UIT TE VOEREN OPDRACHT:
Kun je de recensie van Skelethon in twee zinnen samenvatten?
··· TE LEZEN TEKST
Parallellen trekken met geestesverwant El-P en vooral diens laatste plaat, zijn aanlokkelijk, in het bijzonder daar beide artiesten zich professioneel en op persoonlijk vlak voor een gelijkaardige situatie geplaatst zagen. Toch blijven de verschillen tussen beide mc’s te groot om zomaar een lijn van en naar hun respectievelijk werk te trekken. Aesop Rock blijft immers de meest hermetische van de twee die zowel op tekstueel als productioneel vlak hardere noten om te kraken aflevert. Ook het op 55 minuten afklokkende Skelethon vraagt meerdere luisterbeurten vooraleer het in zijn geheel doorgrond kan worden, waarbij –zoals steeds — bepaalde tracks als breekijzer kunnen dienen voor de rest van het album.
Opener “Leisureforce” neemt die rol alvast uitstekend op zich, de frenetieke track laat Aesop Rock zijn tekst spuwen boven een mix van donderende drums, op hol geslagen piano-aanslagen en een hoop ongedefineerde geluiden. Ook de single “ZZZ Top”, een verwrongen hiphop meets rocktrack scheert hoge toppen evenals het verontrustende, hypnotiserende “Cycle To Gehenna” dat een maniakaal woorden spuwende Aesop Rock tegen de beats in laat roeien zonder dat beide ritmes elkaar voor de voeten lopen. Het vaak gehoorde verwijt dat Aesop Rocks teksten nergens op slaan wordt overigens treffend weerlegd in het nauwelijks twee minuten durende “Ruby ‘81” dat verhaalt hoe een tweejarige peuter ongemerkt het huis uit kruipt en bijna verdrinkt in het zwembad, ware het niet voor de hond die haar tijdig uit het water haalt.
······
··· TE BEOORDELEN GEGEVENS
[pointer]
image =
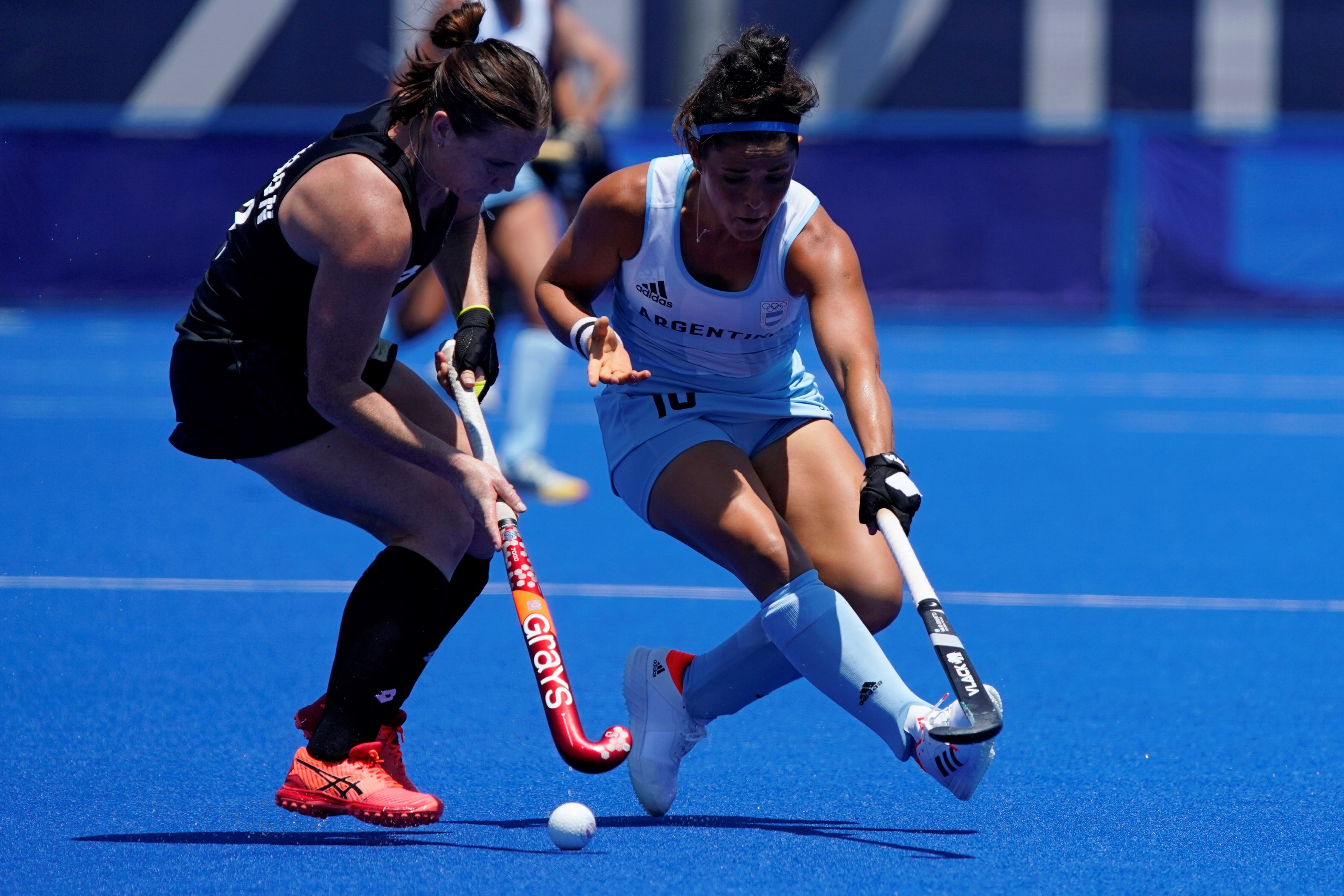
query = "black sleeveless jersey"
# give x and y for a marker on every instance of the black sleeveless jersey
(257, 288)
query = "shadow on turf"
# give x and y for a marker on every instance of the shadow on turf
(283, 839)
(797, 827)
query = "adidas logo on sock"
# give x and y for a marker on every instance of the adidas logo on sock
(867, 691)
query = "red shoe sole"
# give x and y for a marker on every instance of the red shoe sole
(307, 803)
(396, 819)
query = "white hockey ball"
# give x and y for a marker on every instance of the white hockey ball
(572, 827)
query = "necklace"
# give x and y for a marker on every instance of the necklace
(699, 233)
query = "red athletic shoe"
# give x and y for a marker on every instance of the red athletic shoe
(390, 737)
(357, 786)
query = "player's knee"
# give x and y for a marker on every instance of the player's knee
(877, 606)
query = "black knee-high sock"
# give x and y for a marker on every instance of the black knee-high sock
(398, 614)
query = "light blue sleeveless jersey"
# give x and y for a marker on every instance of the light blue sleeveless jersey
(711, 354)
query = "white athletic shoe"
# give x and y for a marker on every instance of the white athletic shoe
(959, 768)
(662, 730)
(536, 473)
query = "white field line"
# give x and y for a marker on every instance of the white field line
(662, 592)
······
··· TE BEOORDELEN GEGEVENS
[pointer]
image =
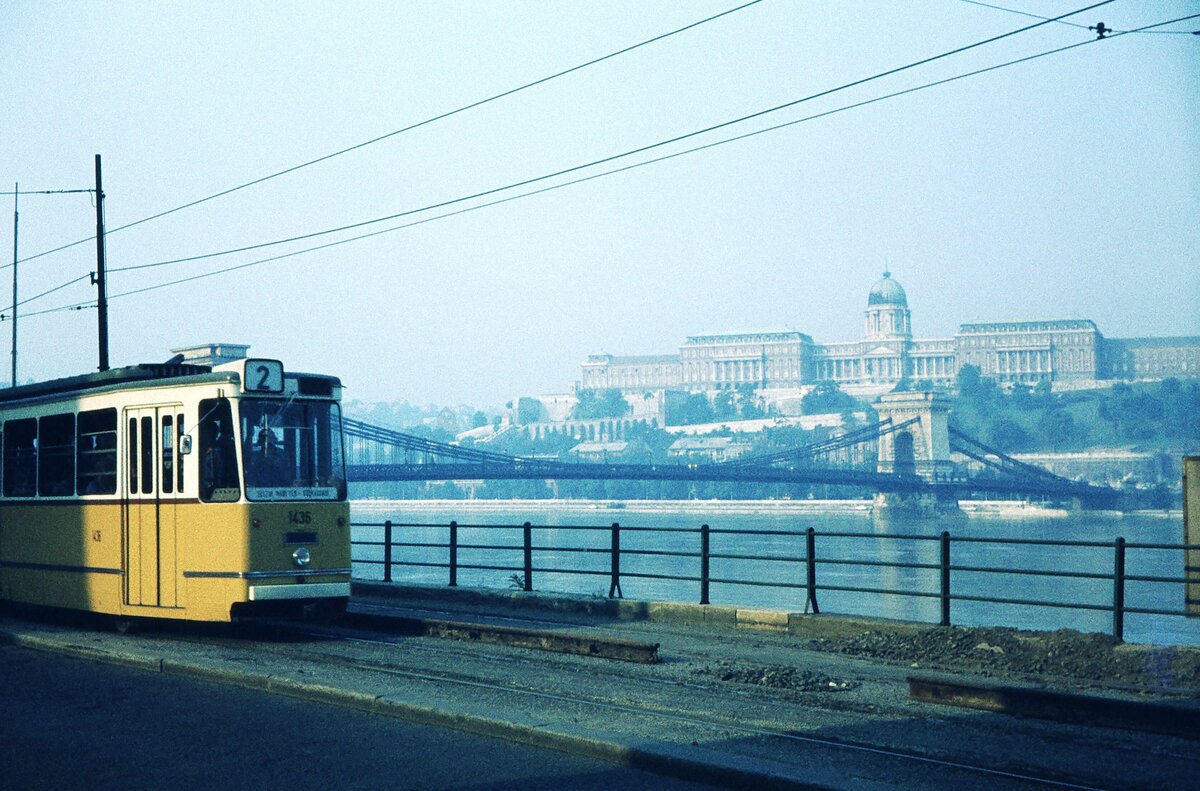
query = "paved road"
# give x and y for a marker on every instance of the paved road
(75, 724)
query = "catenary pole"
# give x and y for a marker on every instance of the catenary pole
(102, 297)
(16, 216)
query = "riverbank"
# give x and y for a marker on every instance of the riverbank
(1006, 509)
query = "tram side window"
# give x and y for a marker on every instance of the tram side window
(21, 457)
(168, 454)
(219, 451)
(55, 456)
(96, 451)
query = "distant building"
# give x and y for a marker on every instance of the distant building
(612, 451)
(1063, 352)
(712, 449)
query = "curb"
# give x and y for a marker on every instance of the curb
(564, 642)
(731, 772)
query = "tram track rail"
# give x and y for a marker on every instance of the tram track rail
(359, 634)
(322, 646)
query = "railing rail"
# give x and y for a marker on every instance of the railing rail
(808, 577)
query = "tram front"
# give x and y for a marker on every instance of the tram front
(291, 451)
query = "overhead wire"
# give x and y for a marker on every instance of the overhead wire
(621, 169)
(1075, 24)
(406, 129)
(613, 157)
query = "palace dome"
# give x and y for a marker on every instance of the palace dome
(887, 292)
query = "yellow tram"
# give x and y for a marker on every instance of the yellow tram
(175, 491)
······
··· TE BEOORDELEN GEGEVENS
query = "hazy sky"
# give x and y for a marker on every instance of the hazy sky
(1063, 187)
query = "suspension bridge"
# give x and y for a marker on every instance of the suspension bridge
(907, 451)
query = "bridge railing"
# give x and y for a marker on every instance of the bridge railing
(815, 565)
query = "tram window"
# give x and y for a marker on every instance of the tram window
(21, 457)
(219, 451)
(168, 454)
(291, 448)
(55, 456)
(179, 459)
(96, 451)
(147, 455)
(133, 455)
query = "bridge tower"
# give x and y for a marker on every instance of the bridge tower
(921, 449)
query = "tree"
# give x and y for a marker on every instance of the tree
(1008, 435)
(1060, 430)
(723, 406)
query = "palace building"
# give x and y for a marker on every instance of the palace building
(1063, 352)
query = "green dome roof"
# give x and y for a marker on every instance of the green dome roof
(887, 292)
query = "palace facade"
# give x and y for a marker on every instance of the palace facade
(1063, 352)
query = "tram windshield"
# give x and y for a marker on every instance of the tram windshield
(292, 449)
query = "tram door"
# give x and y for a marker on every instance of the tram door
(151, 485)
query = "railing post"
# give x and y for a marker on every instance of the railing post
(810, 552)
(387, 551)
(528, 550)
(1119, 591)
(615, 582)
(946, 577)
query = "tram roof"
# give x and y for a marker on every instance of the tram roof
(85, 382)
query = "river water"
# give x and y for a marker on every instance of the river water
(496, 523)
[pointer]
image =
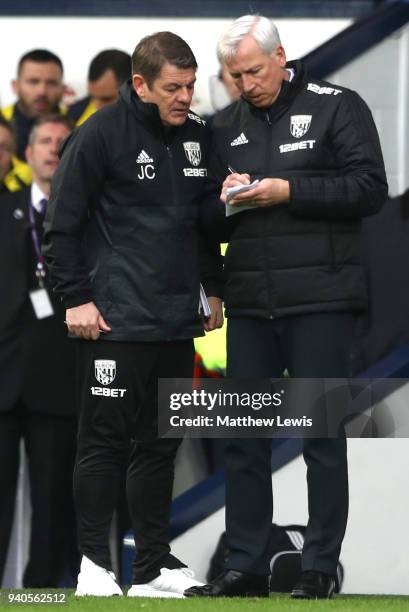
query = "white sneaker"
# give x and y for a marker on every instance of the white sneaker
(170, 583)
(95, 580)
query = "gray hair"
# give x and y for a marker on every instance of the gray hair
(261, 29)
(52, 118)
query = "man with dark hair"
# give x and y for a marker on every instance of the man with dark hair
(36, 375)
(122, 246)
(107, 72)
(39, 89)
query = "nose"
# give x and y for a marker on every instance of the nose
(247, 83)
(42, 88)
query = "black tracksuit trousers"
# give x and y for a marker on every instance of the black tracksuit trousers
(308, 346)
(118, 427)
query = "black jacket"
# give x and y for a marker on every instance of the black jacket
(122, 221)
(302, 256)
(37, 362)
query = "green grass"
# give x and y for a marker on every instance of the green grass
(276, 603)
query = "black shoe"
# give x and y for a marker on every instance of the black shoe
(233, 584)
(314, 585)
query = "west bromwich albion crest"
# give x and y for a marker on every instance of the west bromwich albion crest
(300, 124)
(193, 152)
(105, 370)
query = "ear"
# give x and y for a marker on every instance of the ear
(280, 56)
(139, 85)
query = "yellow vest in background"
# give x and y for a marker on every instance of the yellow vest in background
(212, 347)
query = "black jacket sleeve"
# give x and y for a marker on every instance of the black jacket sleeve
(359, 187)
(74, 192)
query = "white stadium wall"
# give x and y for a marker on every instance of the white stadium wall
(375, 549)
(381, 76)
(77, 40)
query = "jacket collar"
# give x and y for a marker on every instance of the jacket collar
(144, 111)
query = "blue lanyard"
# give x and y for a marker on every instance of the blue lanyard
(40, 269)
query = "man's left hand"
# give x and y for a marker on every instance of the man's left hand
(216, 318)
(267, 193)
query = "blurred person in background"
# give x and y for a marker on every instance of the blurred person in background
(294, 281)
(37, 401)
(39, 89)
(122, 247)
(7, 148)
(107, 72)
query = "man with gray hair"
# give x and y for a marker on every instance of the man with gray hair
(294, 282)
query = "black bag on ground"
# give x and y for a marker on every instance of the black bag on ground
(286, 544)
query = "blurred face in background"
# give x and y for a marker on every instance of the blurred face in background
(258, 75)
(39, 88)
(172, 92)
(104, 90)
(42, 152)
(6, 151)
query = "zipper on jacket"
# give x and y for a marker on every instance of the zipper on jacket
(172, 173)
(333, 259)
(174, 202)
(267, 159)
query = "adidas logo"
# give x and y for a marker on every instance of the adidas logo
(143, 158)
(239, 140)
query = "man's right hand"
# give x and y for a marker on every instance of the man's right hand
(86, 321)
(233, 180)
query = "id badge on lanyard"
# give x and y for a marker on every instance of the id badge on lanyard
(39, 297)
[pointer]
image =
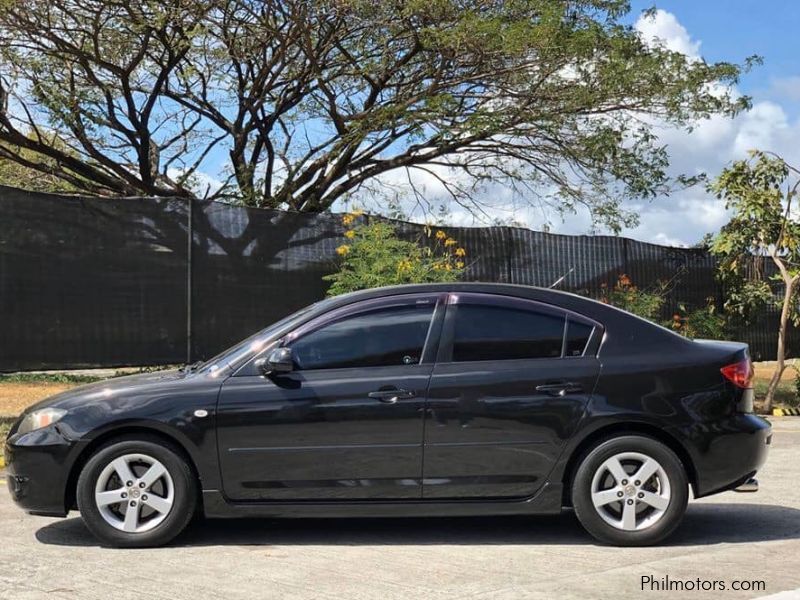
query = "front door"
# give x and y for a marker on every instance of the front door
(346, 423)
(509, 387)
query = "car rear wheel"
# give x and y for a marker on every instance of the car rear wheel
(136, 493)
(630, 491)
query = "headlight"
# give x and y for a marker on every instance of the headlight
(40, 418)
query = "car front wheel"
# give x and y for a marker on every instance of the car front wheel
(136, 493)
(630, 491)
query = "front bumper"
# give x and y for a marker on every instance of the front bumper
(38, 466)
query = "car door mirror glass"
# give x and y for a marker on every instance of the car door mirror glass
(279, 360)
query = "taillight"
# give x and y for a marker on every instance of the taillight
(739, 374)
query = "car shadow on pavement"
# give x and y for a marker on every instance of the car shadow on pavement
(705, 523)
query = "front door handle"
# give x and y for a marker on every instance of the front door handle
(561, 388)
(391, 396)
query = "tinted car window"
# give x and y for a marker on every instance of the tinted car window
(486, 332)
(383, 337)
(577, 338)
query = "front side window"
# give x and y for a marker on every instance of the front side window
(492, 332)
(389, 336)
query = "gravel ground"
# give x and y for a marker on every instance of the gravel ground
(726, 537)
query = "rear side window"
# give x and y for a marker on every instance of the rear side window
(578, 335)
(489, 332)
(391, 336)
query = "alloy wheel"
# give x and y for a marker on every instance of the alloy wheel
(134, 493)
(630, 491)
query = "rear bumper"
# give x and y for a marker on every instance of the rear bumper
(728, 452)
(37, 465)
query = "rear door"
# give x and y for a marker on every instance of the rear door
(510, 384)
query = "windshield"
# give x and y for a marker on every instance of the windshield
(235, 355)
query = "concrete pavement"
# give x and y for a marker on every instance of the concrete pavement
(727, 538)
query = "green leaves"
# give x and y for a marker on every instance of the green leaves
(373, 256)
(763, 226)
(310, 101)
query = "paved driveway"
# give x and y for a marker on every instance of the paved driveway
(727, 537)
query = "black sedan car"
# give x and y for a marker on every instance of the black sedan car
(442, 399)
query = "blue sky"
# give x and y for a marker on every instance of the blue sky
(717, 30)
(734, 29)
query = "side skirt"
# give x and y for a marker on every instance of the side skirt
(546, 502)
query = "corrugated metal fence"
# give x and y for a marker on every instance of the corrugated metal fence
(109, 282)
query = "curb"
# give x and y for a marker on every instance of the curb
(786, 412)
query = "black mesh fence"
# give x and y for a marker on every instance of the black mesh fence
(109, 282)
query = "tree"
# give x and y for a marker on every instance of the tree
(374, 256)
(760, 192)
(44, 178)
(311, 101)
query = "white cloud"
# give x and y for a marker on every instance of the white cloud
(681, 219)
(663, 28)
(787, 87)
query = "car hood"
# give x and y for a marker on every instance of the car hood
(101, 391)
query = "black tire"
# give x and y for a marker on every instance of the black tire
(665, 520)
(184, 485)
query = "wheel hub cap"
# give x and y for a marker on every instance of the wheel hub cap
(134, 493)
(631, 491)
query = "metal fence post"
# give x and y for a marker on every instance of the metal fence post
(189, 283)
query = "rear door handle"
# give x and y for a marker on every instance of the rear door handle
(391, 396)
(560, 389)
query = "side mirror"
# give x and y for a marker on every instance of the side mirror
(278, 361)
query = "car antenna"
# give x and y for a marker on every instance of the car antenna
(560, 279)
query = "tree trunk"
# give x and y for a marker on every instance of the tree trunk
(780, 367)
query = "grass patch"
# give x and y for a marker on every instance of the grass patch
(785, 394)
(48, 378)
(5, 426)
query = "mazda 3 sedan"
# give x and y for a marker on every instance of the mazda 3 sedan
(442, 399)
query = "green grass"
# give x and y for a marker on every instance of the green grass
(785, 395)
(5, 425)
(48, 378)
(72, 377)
······
UITKOMST OPDRACHT:
Een vergelijking met El-P ligt voor de hand, maar Aesop Rock blijft de meer hermetische van de twee, en ook het 55 minuten durende Skelethon vraagt meerdere luisterbeurten, waarbij bepaalde tracks als breekijzer voor de rest kunnen dienen. Uitschieters zijn de frenetieke opener "Leisureforce", de single "ZZZ Top" en het hypnotiserende "Cycle To Gehenna", terwijl het korte "Ruby '81" het verwijt weerlegt dat zijn teksten nergens op slaan.